▶ [SOURCE]
On Fri, 2003-02-28 at 08:44, Alfonso wrote:
> Uh-oh. I'm looking at ELKS sources: IMHO it's a mess (big mess). I'm

No offence taken, its kind of wandered and never really had a chief
evil dictator to lord over it

> 1)  ELKS architecture should contain a "Plain" mode, which ignores 
> everything PC-related (and even any check for Sibo, PC, MCA, etc);

Mainstream linux nowdays (2.5.x) actually has mach-pc mach-pc9800
mach-voyager etc..

> 3)  I don't understand why the kernel stack has to be 64k-sized. Aren't 

The kernel stack is a lot smaller than that. We have one stack per
process however. Don't be fooled by the segment ranges, the kernel 
just has SS=DS for the same range.

> 4)  I don't understand why we should use only INT 0x80. Using 128 

Because Linux did, because Minix did. 

> 5)  (this one means "I may seem drunk"): did anyone ever thought that a 
> number of classic library functions could be included in the kernel? 
> ELKS kernel has already str[n]cpy, atoi, str[n]cat, str[n]cmp, etc in 
> its source: add also a decent [s]printf and you will save lots (?) of 
> bytes on every final executable. Yes, the main goal for every version 
> is "reduce code size", but... what about reducing codesize for a bunch 
> of executables? (will the dynamic-linking of C libraries save space 
> and speed and work more than this weird solution?)

▶ [ENTRIES]
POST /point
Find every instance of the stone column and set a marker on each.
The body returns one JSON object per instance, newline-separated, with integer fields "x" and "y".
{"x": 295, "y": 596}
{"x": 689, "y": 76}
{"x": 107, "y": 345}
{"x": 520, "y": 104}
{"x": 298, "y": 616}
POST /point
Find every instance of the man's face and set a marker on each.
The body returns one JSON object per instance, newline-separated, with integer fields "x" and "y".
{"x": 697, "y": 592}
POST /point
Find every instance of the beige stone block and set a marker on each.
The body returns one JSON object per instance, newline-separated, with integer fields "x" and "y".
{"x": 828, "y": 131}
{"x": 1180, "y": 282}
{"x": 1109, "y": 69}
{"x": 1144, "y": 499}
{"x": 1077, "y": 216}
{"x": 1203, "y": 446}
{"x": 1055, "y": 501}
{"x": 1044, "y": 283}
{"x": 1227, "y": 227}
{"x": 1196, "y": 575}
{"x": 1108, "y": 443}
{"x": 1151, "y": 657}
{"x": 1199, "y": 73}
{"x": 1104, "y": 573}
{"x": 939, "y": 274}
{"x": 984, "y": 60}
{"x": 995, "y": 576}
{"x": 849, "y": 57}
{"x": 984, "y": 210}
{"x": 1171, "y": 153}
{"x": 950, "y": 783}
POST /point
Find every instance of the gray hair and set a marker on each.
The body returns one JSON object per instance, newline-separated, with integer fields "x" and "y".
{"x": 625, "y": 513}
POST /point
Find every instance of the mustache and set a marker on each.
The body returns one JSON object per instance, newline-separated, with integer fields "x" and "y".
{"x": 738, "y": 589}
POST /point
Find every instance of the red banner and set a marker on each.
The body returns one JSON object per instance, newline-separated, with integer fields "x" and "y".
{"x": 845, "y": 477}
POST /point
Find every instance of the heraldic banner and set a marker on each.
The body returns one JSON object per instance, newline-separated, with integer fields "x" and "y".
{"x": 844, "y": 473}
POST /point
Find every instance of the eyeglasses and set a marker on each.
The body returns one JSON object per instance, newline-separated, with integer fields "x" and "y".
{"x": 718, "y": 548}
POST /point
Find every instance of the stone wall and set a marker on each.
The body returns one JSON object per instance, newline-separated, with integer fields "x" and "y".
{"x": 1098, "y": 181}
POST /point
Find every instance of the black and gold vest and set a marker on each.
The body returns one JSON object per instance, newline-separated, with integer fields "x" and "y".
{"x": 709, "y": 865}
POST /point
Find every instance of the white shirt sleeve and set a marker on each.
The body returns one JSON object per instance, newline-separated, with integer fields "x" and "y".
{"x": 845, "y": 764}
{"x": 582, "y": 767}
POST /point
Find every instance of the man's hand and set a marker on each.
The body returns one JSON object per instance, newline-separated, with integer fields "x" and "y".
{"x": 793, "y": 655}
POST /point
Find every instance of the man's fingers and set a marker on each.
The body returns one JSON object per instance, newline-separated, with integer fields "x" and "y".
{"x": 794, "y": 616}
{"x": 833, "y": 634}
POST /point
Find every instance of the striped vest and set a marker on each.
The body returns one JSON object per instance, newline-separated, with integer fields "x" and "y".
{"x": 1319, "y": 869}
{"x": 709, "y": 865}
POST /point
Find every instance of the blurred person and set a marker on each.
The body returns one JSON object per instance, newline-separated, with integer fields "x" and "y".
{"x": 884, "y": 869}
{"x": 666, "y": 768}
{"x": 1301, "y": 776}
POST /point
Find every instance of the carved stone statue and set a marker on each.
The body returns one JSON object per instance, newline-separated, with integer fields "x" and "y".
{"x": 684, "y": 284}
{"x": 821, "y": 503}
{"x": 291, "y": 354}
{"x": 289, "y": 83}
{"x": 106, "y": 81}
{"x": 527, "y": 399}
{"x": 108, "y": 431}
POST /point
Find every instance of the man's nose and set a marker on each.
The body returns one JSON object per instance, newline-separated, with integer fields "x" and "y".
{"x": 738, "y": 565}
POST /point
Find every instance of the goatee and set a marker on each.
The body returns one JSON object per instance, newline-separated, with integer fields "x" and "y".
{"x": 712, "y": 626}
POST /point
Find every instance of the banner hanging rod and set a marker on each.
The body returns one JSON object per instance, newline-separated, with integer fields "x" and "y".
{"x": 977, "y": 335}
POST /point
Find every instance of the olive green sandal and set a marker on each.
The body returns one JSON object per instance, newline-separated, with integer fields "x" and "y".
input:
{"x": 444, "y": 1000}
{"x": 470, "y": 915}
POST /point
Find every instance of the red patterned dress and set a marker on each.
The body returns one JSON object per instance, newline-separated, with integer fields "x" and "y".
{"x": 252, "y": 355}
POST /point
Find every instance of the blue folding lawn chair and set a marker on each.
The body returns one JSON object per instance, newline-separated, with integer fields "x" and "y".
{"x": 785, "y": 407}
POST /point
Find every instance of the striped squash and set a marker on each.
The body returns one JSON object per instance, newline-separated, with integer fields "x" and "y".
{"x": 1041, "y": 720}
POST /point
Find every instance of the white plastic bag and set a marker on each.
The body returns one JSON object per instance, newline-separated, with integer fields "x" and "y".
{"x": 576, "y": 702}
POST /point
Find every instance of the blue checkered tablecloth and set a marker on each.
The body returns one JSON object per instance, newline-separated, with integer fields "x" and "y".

▶ [DIRECTIVES]
1) According to the ELKS email, why does the kernel use only INT 0x80?
2) Which library functions does the ELKS email say the ELKS kernel already has in its source? List all of them.
3) Continue the ELKS email from its last line.
The items have nothing to do with the ELKS email.

▶ [OUTPUTS BY TASK]
1) Because Linux did, and Minix did.

2) str[n]cpy, atoi, str[n]cat, str[n]cmp

3)
You'd need to deal with far data and swapping. It gets horrible.

> - you can stay in little (little, little, little) RAM;

Its not clear how much you win, plus systems like UZI and OMU aready 
exist in C and are tons smaller than Linux

The biggest thing Linux 8086 needs right now imho (other than someone to
act as a full time dedicated maintainer) is the block layer being ripped
out. Right now we run a full Linux block layer designed to handle tons
of clever stuff that simply isnt valid on a system without megabytes of
cache and fancy I/O cards. That block layer costs a ton of space.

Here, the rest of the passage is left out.